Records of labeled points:
/---

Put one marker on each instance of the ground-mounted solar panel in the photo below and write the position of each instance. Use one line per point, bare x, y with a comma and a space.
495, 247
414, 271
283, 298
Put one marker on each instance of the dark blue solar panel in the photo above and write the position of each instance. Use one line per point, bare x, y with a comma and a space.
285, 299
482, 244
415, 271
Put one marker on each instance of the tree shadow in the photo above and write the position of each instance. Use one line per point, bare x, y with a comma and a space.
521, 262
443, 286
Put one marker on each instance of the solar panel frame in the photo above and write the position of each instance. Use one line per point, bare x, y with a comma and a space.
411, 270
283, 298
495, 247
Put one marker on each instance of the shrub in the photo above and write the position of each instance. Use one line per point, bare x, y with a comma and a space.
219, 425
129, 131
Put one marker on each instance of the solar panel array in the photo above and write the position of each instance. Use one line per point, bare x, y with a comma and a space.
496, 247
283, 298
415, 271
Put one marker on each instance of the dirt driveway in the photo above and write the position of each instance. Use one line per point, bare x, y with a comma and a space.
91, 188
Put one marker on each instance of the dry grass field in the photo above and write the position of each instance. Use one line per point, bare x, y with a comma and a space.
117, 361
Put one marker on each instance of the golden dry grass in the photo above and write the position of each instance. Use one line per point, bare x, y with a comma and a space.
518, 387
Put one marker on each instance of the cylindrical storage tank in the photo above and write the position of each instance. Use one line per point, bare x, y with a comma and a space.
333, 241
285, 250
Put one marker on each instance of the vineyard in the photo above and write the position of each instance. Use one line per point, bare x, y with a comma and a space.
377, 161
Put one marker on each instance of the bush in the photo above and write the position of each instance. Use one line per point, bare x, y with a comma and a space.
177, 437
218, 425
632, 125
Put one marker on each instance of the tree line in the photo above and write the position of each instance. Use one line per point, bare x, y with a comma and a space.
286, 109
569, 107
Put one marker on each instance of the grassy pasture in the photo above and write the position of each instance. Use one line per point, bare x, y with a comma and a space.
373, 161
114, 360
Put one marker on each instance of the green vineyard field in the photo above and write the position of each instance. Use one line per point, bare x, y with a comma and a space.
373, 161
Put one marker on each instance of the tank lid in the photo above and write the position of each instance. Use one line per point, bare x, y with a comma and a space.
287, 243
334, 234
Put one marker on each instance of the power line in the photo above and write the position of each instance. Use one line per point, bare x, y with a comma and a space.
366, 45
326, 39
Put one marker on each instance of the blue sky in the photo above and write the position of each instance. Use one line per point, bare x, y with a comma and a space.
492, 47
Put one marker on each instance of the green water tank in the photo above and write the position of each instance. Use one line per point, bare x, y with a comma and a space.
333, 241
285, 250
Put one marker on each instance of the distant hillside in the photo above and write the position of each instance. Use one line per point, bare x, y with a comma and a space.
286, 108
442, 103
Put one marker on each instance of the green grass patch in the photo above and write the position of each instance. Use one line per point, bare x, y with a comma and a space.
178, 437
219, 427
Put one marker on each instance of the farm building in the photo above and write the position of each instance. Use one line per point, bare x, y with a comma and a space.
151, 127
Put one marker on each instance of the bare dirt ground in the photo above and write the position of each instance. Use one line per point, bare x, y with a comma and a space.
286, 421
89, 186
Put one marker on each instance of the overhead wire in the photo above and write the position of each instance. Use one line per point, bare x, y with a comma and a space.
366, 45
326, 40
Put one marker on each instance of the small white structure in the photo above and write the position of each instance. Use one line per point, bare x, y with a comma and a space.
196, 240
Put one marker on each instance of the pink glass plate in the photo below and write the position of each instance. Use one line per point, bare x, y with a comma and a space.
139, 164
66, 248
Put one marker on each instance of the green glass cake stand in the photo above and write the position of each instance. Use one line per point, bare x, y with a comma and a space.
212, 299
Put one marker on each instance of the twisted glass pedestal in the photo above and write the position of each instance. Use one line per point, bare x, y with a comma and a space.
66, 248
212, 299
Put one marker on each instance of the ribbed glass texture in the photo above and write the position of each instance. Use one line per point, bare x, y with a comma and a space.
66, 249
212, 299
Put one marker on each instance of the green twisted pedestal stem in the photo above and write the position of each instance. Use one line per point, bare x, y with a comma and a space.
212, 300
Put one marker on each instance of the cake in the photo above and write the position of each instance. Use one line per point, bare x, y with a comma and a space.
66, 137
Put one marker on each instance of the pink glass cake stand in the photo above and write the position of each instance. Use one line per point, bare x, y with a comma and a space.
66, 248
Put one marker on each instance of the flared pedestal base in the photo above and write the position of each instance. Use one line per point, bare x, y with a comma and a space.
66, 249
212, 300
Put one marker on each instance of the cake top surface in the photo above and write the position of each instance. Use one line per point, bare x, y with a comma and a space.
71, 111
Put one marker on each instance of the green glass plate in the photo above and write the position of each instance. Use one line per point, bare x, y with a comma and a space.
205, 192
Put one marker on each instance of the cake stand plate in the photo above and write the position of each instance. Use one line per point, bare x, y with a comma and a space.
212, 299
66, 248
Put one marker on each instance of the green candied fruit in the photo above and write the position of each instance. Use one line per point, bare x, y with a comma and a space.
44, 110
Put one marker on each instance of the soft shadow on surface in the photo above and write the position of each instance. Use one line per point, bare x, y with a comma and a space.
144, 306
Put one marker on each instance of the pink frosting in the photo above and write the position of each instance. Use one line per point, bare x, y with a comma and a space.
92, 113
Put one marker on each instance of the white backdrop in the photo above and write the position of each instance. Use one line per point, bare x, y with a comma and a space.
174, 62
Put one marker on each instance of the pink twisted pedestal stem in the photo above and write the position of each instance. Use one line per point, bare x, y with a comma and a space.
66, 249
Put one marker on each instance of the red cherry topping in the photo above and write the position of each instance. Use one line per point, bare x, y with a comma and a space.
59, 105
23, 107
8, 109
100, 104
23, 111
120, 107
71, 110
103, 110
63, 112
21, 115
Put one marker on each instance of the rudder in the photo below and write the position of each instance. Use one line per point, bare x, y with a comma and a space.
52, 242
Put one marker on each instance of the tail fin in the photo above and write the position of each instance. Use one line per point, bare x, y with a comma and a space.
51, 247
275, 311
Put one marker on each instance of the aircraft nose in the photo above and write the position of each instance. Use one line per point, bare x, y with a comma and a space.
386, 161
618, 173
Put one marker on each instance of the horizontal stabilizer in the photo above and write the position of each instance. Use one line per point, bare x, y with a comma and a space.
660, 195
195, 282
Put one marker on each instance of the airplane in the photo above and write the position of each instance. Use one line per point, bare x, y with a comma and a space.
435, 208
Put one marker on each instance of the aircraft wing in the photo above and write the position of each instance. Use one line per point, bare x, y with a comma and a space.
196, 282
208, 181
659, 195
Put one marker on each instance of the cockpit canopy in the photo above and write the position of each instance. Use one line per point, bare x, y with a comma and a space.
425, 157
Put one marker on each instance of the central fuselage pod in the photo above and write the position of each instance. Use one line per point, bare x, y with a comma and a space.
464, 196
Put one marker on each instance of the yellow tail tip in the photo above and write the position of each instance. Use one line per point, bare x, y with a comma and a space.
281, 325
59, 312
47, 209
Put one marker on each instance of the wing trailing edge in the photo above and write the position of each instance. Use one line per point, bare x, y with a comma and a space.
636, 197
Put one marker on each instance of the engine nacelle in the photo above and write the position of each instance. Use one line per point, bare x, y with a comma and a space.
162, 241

\---

◆ Problem details ◆
Go through the records and print each one exactly.

◆ Reply to the exercise ◆
Put one marker on each instance of the ground-mounted solar panel in the photo below and write the position of each instance. Use one line per point, bare x, y with a comma and a space.
495, 247
414, 271
283, 298
Put one marker on each instance of the dark blue solar panel in the photo above and write the position of each instance. Use one line per point, bare x, y with a comma and a space.
285, 299
482, 244
415, 271
Put one marker on each instance of the tree shadow in the photo above and write the position of each instance. Use one line per point, bare x, y with a comma and a space.
521, 262
443, 286
Put one marker on each instance of the solar panel frame in the photo above and write the position of each instance. Use one line per point, bare x, y with a comma and a space.
411, 270
283, 298
495, 247
Put one marker on each instance of the shrub in the photo above and write the position of each instance. Use one line per point, bare x, y with a comma and a space.
219, 425
129, 131
Put one marker on each instance of the solar panel array in the photo above and write the position of each instance. Use one line per point, bare x, y with a comma and a space.
496, 247
283, 298
415, 271
Put one marker on each instance of the dirt driveway in the photo above and write the position of each instance. Use one line per point, bare x, y with a comma and a space.
91, 188
Put one marker on each instance of the dry grass field in the photo above and write the position of each instance. Use one line per point, bare x, y with a comma and a space.
117, 361
Put one marker on each instance of the golden dry grass in the photo above and write the position of each instance. Use one line per point, bare x, y with a comma and a space.
518, 387
Put one marker on each instance of the cylindrical storage tank in the photo above and write the position of each instance. Use one line per point, bare x, y with a comma and a space.
333, 241
285, 250
Put one marker on each instance of the vineyard in the photo above and write the position of each instance. Use one line per point, bare x, y with a comma and a space.
377, 161
Put one marker on each instance of the bush in the photo above and write the position of each instance. Use one line per point, bare x, y with a comma and a space.
177, 437
218, 425
632, 125
Put one marker on each instance of the tree line in the photo above and write the position of each instance. Use one line per point, bare x, y with a comma and a space.
286, 109
569, 107
Put one marker on each instance of the grassy pasture in the photo above and write the position of each instance. Use one line per point, bare x, y with a comma and a space.
373, 161
114, 360
Put one marker on each instance of the green vineyard field in the photo above and write the position of each instance. Use one line per point, bare x, y with a comma and a space.
373, 161
Put one marker on each instance of the tank lid in the photo above and write the position of each instance. Use one line per point, bare x, y with a comma and a space.
287, 243
334, 234
Put one marker on each instance of the power line in the photo above and write the position of each instance. Use one line per point, bare x, y with a comma and a space.
366, 45
326, 39
Put one marker on each instance of the blue sky in the photo above and write the position of each instance. Use one line per point, bare x, y with a comma and a space.
492, 47
Put one marker on each instance of the green water tank in the photo above and write the position of each instance. Use one line per point, bare x, y with a comma and a space.
333, 241
285, 250
Put one marker on each instance of the distant hillside in the photo above and write the position of each instance. Use one line per point, bare x, y with a comma and a space.
286, 108
442, 103
Put one marker on each instance of the green grass patch in the photo above and write the position of each instance. Use one line per point, bare x, y with a comma and a space.
178, 437
219, 427
Put one marker on each instance of the farm building in the photo above and write the position of each instance. Use one line per point, bare x, y with a comma and a space.
151, 127
Put one marker on each instance of the bare dirt ground in the photo above and write the position of each instance. Use one line per point, bare x, y with a comma and a space.
286, 421
89, 186
Put one marker on each instance of the overhead wire in the photo above and write the position of each instance. Use one line per point, bare x, y with a comma and a space.
366, 45
326, 40
Put one marker on each instance of the small white structure in the photo above and write the position of each instance. Use one line per point, bare x, y with a comma and a space.
196, 240
Put one marker on each instance of the pink glass plate in the photo below and write the position of each instance. Use one line per point, bare x, y with a comma and a space.
139, 164
66, 248
Put one marker on each instance of the green glass cake stand in the photo above and write the position of each instance. Use one line per point, bare x, y with a comma and a space.
212, 299
Put one marker on each instance of the twisted glass pedestal in the photo above and write the position of each instance. Use one line per point, bare x, y with a comma and a space.
66, 248
212, 299
Put one marker on each instance of the ribbed glass texture in the photo above and write the position of each instance. Use one line per point, bare x, y with a comma and a space.
66, 249
212, 299
Put one marker on each instance of the green twisted pedestal stem in the photo above and write the position of each instance. Use one line per point, bare x, y with a comma and a space.
212, 300
Put one marker on each instance of the cake in the photo above and write the position of each instance. Use one line per point, bare x, y with a comma and a space.
66, 137
Put one marker on each instance of the pink glass cake stand in the photo above and write the position of each instance. Use one line per point, bare x, y with a comma and a space.
66, 248
Put one marker on each instance of the flared pedestal base in the photo above and write the position of each instance. Use one line per point, bare x, y with a comma and a space.
66, 249
212, 300
Put one marker on each instance of the cake top surface in the photo above and write the position of each instance. Use one line per point, bare x, y with a comma and a space.
71, 111
Put one marker on each instance of the green glass plate in the photo above and write the position of each instance. Use one line per point, bare x, y with a comma and a space.
205, 192
Put one marker on each instance of the cake stand plate in the photo above and write the position of each instance. Use one line per point, bare x, y with a comma and a space.
212, 299
66, 248
Put one marker on each instance of the green candied fruit in the photo above and write the position of each instance. Use one line per point, bare x, y with a comma and a space.
44, 110
Put one marker on each instance of the soft shadow on surface in the photo above and write the position of each instance. Use one line per point, bare x, y with a comma and a space.
144, 306
Put one marker on each instance of the pink frosting in the photo above and write the position of each instance. Use one line per point, bare x, y with a comma and a space.
92, 113
Put one marker on each instance of the white backdrop in the photo above and write the position of each instance. Use one line per point, bare x, y with a comma and a space.
174, 62
Put one marker on each instance of the pink twisted pedestal stem in the photo above and write the position of each instance. Use one line per point, bare x, y with a comma and a space.
66, 249
Put one marker on each instance of the red cherry topping in the photo above and write the position of each instance. Use one line per point, bare x, y with a comma and a space.
59, 105
23, 107
8, 109
100, 104
23, 111
120, 107
71, 110
103, 110
63, 112
21, 115
Put one marker on each instance of the rudder in the photo below and write the position of each instance. Use one line per point, bare x, y with a comma and a space.
52, 242
Put one marker on each instance of the tail fin in the photo above and write the position of each instance. Use one line per point, bare x, y with a comma and a space.
51, 247
275, 311
Put one marker on each instance of the aircraft nose in the photo above and write the position of each instance. Use one line per point, bare x, y with a comma and a space.
386, 161
618, 173
Put one marker on each instance of the horizontal stabilizer in the photo above and write the position of each instance. Use one line per point, bare x, y with a comma and a space.
660, 195
195, 282
Put one marker on each instance of the airplane in the photo above and write the position of each instance. Use one line per point, bare x, y with a comma and a space.
435, 208
Put one marker on each instance of the aircraft wing in the photo above and write the position of each instance. Use one line per point, bare x, y with a comma and a space.
196, 282
208, 181
659, 195
Put one marker on each instance of the cockpit canopy in the photo above and write the position of each instance. Use one line per point, bare x, y with a comma and a space.
425, 157
Put one marker on each instance of the central fuselage pod in the photo above and write the position of each instance. Use one line per point, bare x, y with a comma and a space.
464, 196
Put one marker on each instance of the yellow tail tip in the photo above and write the position of each instance. Use one line per point, bare x, y with a comma and a space.
281, 325
59, 312
47, 209
Put one marker on each instance of the wing trailing edge in the photo above and write the position of each instance. Use one line per point, bare x, y with a comma and a space.
636, 197
Put one marker on each instance of the engine nacelle in the photo above and write the position of each instance. Use one line per point, bare x, y with a comma and a space.
162, 241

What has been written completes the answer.